> _PROMPT A_
In the article on the CQC review of Stoke-on-Trent, rewrite the passage between "CQC inspectors visited" and "by the deadline.", inclusive, changing "winter planning" to "seasonal planning".
> _PROMPT B_
According to the article on the CQC review of Stoke-on-Trent, who ordered the programme of health and care system reviews?

> _TEXT PROVIDED_

****

• CQC criticises poor joint working between CCG and council in Stoke-on-Trent
  • Regulator is carrying out 20 reviews of health and care systems
  • Inspectors found no evidence of a shared vision or whole system planning

The health and wellbeing of older people in Stoke-on-Trent is being put at “significant risk” by poor joint working between the council and clinical commissioning group, the Care Quality Commission has found.

In a highly critical review of the city’s health and social care system, published on Friday, the regulator said better collaboration was urgently required to improve services and prevent people from requiring unnecessary acute hospital care.

CQC inspectors visited the city as part of a programme of 20 reviews of health and care systems order by Jeremy Hunt and Sajid Javid earlier this year.

The inspectors were unable to find a shared vision for services or evidence of whole system’ strategic planning and commissioning. These problems meant many older people had to stay excessively long in hospital before they could be moved into care, the report said.

Inspectors also found there was “very ‘siloed’ working across the system coupled with cross-organisational tensions… particularly evident in relation to the local authority and the CCG”.

The report said these poor relationships were exemplified by poor winter planning and a failure to sign off better care fund arrangements by the deadline.

“System leaders were not transparent with regard to financial arrangements and this led to a breakdown in joint working. This posed a significant risk to the health and wellbeing of older people living in Stoke-on-Trent,” the report said.

The council’s city director and the CCG’s accountable officer were “now personally committed to working collaboratively”, the report said. However, numerous changes in leadership across the commissioning and secondary care system in recent years meant the area had lacked a “period of stability… to enable relationships to embed”.

Professor Steve Field, chief inspector of primary care and integrated care, said: “It is quite clear some older people in Stoke-on-Trent have suffered a poor experience of care – because the local health and social care services have not been working together effectively.

Professor Field said there was enthusiasm to change but those concerned “did not have clarity about how to achieve this”.

The report also criticised the community services provider for closing community beds without consulting social care leaders about the impact and reported concerns that a health provider’s decision to commission its own domiciliary care had destabilised the market. In response, the council increased its in-house provision but it was recognised this was not sustainable in the long term, the report said.

****

> _RAW DATA_

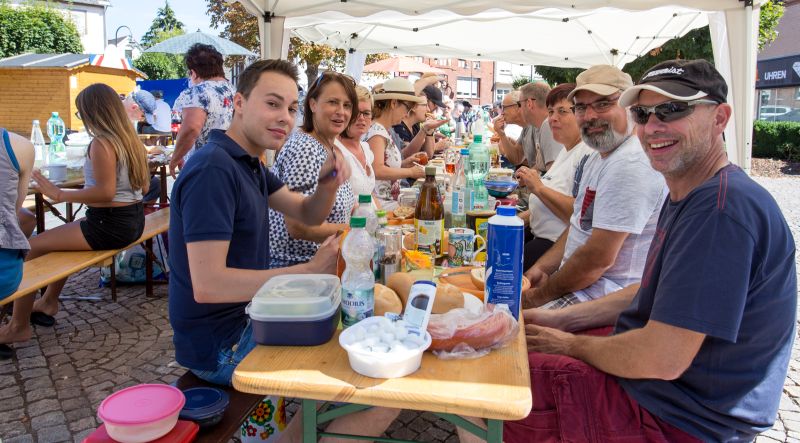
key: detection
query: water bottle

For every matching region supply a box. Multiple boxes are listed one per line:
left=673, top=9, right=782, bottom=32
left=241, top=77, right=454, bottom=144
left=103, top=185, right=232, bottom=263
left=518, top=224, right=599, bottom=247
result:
left=31, top=120, right=47, bottom=165
left=450, top=148, right=472, bottom=228
left=47, top=112, right=67, bottom=163
left=342, top=217, right=375, bottom=328
left=484, top=206, right=525, bottom=320
left=467, top=134, right=490, bottom=210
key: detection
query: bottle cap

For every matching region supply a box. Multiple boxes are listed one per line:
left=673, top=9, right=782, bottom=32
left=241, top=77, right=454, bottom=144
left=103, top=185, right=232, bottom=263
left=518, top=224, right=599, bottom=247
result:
left=497, top=206, right=517, bottom=217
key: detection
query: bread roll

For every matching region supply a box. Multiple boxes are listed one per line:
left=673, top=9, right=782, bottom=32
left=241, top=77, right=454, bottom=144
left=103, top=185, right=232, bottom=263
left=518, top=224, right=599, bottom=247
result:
left=374, top=283, right=403, bottom=317
left=431, top=282, right=464, bottom=314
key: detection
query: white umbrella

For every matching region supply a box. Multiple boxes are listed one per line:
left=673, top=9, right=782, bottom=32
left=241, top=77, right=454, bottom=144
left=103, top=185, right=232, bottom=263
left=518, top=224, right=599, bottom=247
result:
left=144, top=30, right=256, bottom=56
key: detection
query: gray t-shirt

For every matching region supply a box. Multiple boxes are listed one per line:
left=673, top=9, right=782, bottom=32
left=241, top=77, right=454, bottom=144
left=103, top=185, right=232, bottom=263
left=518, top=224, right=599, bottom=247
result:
left=561, top=137, right=669, bottom=301
left=517, top=119, right=564, bottom=174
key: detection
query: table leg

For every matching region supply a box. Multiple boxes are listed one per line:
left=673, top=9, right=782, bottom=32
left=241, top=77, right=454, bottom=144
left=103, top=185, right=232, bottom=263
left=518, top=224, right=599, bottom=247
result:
left=302, top=398, right=317, bottom=443
left=158, top=165, right=167, bottom=208
left=33, top=192, right=44, bottom=234
left=486, top=420, right=503, bottom=443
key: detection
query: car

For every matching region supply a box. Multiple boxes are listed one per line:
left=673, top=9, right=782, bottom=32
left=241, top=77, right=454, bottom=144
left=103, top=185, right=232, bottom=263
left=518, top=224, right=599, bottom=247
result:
left=758, top=105, right=792, bottom=120
left=770, top=109, right=800, bottom=122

****

> _WRITTEN REPLY A_
CQC inspectors visited the city as part of a programme of 20 reviews of health and care systems order by Jeremy Hunt and Sajid Javid earlier this year.

The inspectors were unable to find a shared vision for services or evidence of whole system’ strategic planning and commissioning. These problems meant many older people had to stay excessively long in hospital before they could be moved into care, the report said.

Inspectors also found there was “very ‘siloed’ working across the system coupled with cross-organisational tensions… particularly evident in relation to the local authority and the CCG”.

The report said these poor relationships were exemplified by poor seasonal planning and a failure to sign off better care fund arrangements by the deadline.

> _WRITTEN REPLY B_
Jeremy Hunt and Sajid Javid.